**Direction:**
From the line with "fire shown in this photo?" through the final line, please write out the listing exactly, including both of those lines.
※
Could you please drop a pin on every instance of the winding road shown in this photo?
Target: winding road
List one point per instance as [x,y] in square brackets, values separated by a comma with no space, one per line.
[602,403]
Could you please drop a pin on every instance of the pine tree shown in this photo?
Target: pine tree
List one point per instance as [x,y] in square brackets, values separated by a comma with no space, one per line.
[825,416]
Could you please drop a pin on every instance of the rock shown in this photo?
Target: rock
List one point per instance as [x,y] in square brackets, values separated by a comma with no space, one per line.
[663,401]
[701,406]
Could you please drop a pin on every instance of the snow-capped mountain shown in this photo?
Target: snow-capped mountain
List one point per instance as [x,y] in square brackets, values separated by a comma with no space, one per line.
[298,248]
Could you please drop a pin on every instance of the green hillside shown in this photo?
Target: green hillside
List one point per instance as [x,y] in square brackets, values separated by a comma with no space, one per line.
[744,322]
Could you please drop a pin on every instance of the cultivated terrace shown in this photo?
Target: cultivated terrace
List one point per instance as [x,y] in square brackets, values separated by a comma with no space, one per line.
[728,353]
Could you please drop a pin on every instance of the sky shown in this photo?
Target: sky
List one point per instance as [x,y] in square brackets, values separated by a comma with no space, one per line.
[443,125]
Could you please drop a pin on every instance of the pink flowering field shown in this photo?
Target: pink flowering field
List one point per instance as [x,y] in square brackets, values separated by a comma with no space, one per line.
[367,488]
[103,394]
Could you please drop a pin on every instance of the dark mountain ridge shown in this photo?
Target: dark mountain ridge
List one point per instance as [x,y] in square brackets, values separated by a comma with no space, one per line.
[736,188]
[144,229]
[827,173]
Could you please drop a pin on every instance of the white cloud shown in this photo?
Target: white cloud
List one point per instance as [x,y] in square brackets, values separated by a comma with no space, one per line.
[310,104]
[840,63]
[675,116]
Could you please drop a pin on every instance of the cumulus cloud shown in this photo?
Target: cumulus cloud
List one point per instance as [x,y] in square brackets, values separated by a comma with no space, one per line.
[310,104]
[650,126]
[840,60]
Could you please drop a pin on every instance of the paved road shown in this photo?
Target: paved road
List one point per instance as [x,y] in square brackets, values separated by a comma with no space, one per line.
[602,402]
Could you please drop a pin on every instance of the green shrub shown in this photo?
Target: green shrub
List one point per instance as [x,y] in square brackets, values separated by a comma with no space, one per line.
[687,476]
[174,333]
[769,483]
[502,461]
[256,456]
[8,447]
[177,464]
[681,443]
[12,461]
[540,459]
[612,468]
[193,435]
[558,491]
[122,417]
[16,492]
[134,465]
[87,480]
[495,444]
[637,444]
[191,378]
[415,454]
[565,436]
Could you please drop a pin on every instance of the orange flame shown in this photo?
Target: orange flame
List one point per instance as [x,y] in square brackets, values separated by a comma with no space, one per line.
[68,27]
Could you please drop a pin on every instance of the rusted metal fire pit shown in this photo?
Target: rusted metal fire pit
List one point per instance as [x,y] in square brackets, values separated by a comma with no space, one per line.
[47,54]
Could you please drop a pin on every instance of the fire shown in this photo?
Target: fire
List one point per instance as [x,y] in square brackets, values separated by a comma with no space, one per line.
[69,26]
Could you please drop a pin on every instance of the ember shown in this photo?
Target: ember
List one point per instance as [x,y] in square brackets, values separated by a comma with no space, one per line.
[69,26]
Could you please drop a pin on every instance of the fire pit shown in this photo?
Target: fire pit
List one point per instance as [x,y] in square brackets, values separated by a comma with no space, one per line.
※
**Solution to the exercise:**
Could you please drop a pin on every instance of the fire shown in this photo?
Target: fire
List one point per instance as [x,y] in square brackets, values separated by a comma with no space, one per line.
[69,26]
Could you please drop a pin on every instance of the ember shown in this photo?
Target: ember
List one point per instance as [x,y] in square brackets, values separated by a comma with no space, one per line.
[69,26]
Could you please drop a pin on every instance of the fire pit shown in this photo?
Target: fire pit
List one point per instance as [x,y] in square brackets, values separated by a comma with no space, one per line.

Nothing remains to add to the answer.